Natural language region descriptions
· · · ·

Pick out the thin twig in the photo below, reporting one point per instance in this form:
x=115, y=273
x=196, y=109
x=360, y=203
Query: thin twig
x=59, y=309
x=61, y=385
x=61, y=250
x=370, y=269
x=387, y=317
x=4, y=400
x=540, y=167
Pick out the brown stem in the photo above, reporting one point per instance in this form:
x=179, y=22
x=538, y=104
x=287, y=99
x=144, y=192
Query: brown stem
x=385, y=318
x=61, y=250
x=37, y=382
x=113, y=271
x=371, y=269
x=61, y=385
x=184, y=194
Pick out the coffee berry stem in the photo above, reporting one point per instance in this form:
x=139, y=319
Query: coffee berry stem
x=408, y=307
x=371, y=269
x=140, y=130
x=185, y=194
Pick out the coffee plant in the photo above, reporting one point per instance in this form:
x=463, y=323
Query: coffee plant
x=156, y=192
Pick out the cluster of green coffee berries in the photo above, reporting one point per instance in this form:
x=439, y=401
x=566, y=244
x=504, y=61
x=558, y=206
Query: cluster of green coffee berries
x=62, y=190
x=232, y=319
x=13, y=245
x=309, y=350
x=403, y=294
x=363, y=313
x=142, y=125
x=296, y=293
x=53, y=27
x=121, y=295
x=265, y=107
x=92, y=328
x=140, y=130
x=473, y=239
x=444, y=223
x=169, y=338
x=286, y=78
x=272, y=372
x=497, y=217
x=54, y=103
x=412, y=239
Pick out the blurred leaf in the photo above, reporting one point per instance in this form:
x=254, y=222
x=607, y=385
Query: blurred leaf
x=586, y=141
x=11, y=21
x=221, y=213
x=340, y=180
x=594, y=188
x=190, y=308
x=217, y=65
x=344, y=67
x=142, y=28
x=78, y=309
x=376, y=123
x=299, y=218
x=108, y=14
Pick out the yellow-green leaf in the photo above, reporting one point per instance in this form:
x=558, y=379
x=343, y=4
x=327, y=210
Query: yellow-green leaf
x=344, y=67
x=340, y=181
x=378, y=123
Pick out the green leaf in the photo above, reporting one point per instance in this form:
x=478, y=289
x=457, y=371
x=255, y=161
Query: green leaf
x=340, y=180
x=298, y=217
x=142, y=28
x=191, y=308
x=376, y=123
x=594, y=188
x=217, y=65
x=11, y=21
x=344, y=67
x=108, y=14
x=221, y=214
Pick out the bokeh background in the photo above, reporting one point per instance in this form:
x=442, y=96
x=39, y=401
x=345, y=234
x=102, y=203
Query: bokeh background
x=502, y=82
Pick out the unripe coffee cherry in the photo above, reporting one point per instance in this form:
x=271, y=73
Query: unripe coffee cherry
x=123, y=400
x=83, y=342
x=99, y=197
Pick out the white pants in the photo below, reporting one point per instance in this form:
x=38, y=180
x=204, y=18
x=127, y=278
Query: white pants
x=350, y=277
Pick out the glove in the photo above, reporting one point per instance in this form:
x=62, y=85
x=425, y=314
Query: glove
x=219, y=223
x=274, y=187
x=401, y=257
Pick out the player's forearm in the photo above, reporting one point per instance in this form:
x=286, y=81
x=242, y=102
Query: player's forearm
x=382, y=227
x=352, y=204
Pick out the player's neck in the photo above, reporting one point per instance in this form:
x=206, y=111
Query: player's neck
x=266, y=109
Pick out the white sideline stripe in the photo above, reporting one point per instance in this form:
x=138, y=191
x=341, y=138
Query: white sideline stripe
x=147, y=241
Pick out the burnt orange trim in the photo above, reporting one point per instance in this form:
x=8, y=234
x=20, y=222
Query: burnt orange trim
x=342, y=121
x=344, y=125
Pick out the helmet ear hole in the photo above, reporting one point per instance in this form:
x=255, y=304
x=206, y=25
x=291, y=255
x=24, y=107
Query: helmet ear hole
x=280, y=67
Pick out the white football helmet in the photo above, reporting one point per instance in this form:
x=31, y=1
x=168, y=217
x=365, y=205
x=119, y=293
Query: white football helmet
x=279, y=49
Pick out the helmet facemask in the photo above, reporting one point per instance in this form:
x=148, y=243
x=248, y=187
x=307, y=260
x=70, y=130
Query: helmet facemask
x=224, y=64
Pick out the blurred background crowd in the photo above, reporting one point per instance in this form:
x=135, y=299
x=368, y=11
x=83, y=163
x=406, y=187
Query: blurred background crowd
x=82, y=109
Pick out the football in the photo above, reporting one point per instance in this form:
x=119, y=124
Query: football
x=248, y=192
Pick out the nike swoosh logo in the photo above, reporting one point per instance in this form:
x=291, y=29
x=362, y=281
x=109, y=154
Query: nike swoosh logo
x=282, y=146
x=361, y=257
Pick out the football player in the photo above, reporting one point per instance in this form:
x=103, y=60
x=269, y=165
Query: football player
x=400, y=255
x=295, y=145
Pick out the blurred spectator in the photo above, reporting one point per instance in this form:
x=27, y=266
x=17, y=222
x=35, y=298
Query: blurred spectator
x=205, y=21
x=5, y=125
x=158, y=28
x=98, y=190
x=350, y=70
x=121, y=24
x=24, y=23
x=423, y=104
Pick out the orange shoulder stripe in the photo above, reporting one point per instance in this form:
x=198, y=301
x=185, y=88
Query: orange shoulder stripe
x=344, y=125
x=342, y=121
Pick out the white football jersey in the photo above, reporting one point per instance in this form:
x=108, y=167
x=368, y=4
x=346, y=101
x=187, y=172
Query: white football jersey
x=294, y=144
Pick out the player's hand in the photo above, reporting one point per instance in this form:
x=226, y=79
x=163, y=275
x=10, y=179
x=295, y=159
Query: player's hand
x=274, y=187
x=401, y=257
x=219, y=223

· · · ·

Look through the data above for the word "below". Report each line where it occurs.

Pick out the thin twig in the photo below, reporting one point per instance in this form:
Pick out the white pants in the photo below, reporting one point per instance in this form:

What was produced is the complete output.